Exercise brief
Every entry is to be printed again precisely as given.

Records to use
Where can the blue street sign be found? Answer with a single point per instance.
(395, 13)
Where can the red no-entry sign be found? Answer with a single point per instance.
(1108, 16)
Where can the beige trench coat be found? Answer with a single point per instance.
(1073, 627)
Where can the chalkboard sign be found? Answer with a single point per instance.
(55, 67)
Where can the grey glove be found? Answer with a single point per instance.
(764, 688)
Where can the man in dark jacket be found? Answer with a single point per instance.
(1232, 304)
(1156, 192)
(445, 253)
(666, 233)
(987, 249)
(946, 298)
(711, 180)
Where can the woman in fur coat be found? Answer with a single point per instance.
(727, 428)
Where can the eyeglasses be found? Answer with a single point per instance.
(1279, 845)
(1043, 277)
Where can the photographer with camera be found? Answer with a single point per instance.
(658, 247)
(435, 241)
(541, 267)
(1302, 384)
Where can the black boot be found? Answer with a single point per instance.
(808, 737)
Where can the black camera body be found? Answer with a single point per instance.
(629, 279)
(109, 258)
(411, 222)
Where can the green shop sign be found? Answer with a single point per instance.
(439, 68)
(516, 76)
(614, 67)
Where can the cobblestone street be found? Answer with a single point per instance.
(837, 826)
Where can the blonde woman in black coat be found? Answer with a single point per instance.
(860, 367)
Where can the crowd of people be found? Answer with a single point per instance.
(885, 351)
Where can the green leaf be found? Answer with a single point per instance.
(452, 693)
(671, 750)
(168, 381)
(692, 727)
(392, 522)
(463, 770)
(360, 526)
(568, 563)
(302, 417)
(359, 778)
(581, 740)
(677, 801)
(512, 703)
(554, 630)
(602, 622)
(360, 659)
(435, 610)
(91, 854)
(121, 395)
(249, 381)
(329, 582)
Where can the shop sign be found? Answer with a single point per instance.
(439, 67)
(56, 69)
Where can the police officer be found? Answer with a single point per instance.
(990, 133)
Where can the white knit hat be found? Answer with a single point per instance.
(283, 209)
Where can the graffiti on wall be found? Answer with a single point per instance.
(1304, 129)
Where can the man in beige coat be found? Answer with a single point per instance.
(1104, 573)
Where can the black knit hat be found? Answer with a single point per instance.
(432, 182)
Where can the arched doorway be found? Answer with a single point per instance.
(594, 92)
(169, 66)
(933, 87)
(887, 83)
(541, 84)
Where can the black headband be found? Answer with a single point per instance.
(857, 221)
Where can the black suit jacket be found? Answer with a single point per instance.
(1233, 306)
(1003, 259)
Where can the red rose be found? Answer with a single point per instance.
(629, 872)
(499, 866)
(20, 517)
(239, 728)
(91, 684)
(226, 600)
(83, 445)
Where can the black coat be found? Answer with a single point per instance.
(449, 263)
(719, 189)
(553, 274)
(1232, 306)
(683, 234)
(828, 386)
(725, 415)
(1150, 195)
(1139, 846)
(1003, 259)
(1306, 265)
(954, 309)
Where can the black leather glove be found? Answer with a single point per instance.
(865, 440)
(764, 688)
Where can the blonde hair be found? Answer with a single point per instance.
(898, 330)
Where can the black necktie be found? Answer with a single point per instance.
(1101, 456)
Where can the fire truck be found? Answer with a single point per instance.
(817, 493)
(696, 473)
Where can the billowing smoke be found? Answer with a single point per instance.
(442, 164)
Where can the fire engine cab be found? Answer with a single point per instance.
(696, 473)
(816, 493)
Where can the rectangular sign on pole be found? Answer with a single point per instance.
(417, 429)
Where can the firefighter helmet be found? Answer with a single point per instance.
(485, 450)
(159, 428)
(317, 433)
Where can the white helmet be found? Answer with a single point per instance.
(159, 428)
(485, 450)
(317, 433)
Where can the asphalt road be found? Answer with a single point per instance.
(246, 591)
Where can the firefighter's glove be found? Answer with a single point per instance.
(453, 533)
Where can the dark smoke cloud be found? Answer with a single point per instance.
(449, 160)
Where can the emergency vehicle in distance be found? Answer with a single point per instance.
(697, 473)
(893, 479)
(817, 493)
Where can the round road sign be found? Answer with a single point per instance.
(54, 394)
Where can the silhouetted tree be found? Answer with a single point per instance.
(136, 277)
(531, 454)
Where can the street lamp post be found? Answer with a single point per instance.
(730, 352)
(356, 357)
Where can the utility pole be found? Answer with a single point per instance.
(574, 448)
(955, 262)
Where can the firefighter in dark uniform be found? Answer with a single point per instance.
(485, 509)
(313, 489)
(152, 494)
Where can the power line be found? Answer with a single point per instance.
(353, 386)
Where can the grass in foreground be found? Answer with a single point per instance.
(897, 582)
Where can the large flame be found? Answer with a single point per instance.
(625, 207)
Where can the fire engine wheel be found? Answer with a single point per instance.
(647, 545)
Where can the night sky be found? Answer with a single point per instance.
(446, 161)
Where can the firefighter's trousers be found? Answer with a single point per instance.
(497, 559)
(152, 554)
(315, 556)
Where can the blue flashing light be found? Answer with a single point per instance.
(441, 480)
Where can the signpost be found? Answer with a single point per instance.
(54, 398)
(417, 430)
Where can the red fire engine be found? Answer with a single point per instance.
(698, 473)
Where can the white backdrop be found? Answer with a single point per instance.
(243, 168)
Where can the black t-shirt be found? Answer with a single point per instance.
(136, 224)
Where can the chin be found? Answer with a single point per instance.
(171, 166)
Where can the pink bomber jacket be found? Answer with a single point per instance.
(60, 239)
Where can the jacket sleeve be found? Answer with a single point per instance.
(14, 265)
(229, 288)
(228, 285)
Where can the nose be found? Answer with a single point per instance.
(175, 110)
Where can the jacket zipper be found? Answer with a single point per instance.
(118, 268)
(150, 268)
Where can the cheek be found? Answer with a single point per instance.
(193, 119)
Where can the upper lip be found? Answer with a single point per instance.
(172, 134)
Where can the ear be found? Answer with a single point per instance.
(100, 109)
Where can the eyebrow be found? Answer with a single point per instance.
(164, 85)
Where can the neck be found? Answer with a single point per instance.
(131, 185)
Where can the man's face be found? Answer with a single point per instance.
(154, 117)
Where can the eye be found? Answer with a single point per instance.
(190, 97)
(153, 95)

Answer section
Where can the blue street sign be found? Answer with a single point per instance.
(395, 13)
Where can the red no-entry sign be found? Answer with a single point per instance.
(1108, 16)
Where can the beige trench coat be found? Answer with a single point per instance.
(1073, 627)
Where can the chalkboard sign be found? Answer with a single point per instance.
(55, 67)
Where can the grey glove be found? Answer with a single point per instance.
(764, 688)
Where can the man in dark jacket be found? Answer with a single point per instance.
(1232, 304)
(1156, 192)
(445, 253)
(666, 233)
(987, 249)
(946, 298)
(711, 180)
Where can the woman in fur coat be found? Answer with a single point per instance.
(727, 428)
Where can the eyeglasses be found? Answer with a single point per instance.
(1279, 845)
(1043, 277)
Where can the photographer with camera be found? Answer with a single point per instance.
(658, 247)
(435, 241)
(541, 267)
(1302, 384)
Where can the black boot be found? Answer with a single point per instance.
(808, 737)
Where can the black camera body be found? Answer with a single point per instance.
(629, 279)
(109, 258)
(411, 222)
Where can the green shop sign be found? Answer with a single point per instance.
(439, 68)
(516, 76)
(614, 67)
Where can the cobblestone street be found? Answer with a single point per instance.
(837, 826)
Where can the blonde woman in black coat be found? Answer with a single point per instance.
(860, 367)
Where can the crowd of people be found? Answer with a single point per instance.
(885, 351)
Where can the green leaf be found? Answer with a single point per instance.
(452, 693)
(671, 750)
(168, 381)
(692, 727)
(392, 522)
(463, 770)
(360, 526)
(568, 563)
(302, 417)
(359, 778)
(581, 740)
(677, 801)
(512, 703)
(554, 630)
(602, 622)
(360, 659)
(435, 610)
(91, 854)
(121, 395)
(249, 381)
(329, 582)
Where can the shop sign be found? Answer with a single point per instance.
(439, 67)
(56, 69)
Where can the police officer be found? Answer with a single point per instance.
(990, 133)
Where can the white knit hat be found? Answer with a single point per instance.
(283, 209)
Where can the graffiti on wall be found? Answer with a single point per instance.
(1304, 129)
Where can the man in beige coat be found? Answer with a single point per instance.
(1104, 573)
Where can the black knit hat be found? Answer with a single point per instance.
(432, 182)
Where can the arched doorway be found? Answer with a single point per instance.
(594, 92)
(169, 66)
(933, 87)
(887, 83)
(541, 84)
Where can the black headband be found? Answer with a single point per instance.
(857, 221)
Where can the black suit jacket be found? Answer with a single point per instance.
(1233, 306)
(1003, 259)
Where can the red rose be found? Answer with a single point per instance.
(629, 872)
(499, 866)
(20, 517)
(239, 728)
(91, 684)
(226, 600)
(83, 445)
Where can the black coat be found? Answer with a single point per instance.
(449, 263)
(719, 189)
(553, 274)
(1232, 306)
(683, 234)
(828, 386)
(725, 415)
(1150, 195)
(1139, 846)
(1003, 259)
(1306, 265)
(954, 309)
Where can the black leather glove be found? Answer with a single point per instance.
(865, 440)
(764, 688)
Where can the blonde hair be found? Answer with a single point per instance.
(898, 330)
Where can the black necktie be found? Answer with a single point per instance.
(1101, 456)
Where can the fire truck be found? Answer with a single point per instance.
(817, 493)
(696, 473)
Where can the billowing smoke be found? Answer with a single point per instance.
(442, 164)
Where can the fire engine cab be found? Answer with a single point per instance.
(696, 473)
(816, 493)
Where can the rectangular sign on pole be found? Answer with a single point per instance.
(417, 429)
Where can the firefighter helmet be found? Answer with a single point per instance.
(485, 450)
(159, 428)
(317, 433)
Where can the white helmet be found? Answer with a single point per instance.
(159, 428)
(485, 450)
(317, 433)
Where can the asphalt road be found? Answer with a single point per instance.
(246, 591)
Where can the firefighter's glove be found? Answer with a single point per instance.
(453, 533)
Where can the dark smoke cloud be found? Answer with a single point per instance.
(449, 160)
Where can the emergency vehicle in distance be found? Answer with a single point per instance.
(697, 473)
(893, 479)
(817, 493)
Where can the round road sign be found? Answer with a single point per instance.
(54, 394)
Where can the silhouetted tree be found? Answer with a single point per instance.
(136, 277)
(531, 454)
Where can the street lamp post be found? Answer with a single point per instance.
(730, 352)
(356, 357)
Where can the utility pole be found? Answer with a single point per instance.
(574, 448)
(955, 262)
Where can the firefighter in dark uniform be found? Answer with a single point per instance.
(485, 509)
(313, 489)
(152, 494)
Where can the power line be found? Answer with a single point per instance.
(353, 386)
Where can the grass in foreground be found? Answer with a single point per instance.
(897, 582)
Where can the large flame be found? Answer with a single point per instance.
(625, 207)
Where can the fire engine wheel be found? Answer with a single point per instance.
(647, 545)
Where can the night sky be found? Answer with a single point per instance.
(446, 161)
Where can the firefighter's trousers be found? Answer with a single point per instance.
(497, 559)
(152, 554)
(315, 556)
Where can the blue flashing light be found? Answer with a single point per instance.
(441, 480)
Where can the signpost be found? Answer with a single point per instance.
(54, 398)
(417, 430)
Where can the red fire engine be found? Answer with a single point per instance.
(698, 473)
Where can the white backdrop be found? Answer with a single point per instance.
(243, 168)
Where can the black t-shirt be found? Answer with a single point per instance.
(136, 224)
Where can the chin be found? Answer with a single point per instance.
(171, 166)
Where can the pink bomber jacket be found? Answer with a single point per instance.
(60, 239)
Where can the jacket sleeve be found? Answer with a single point per instance.
(14, 265)
(229, 288)
(228, 285)
Where can the nose be found? Answer with a single point per instance.
(175, 110)
Where can the jacket zipper be found? Answer with a single point per instance.
(118, 268)
(150, 268)
Where can the cheek be found? Answer with a single point per instance.
(193, 119)
Where can the upper lip be found? Answer with a single point per instance.
(172, 134)
Where can the ear be found? Answer with a single point per instance.
(100, 109)
Where can the eyebrow be found? Answer with a single point per instance.
(164, 85)
Where can the neck be found? Answer with a single point per instance.
(131, 185)
Where can the man's face be found? Answer with a single point per instance.
(154, 117)
Where can the eye be found? Answer with a single point per instance.
(190, 97)
(153, 95)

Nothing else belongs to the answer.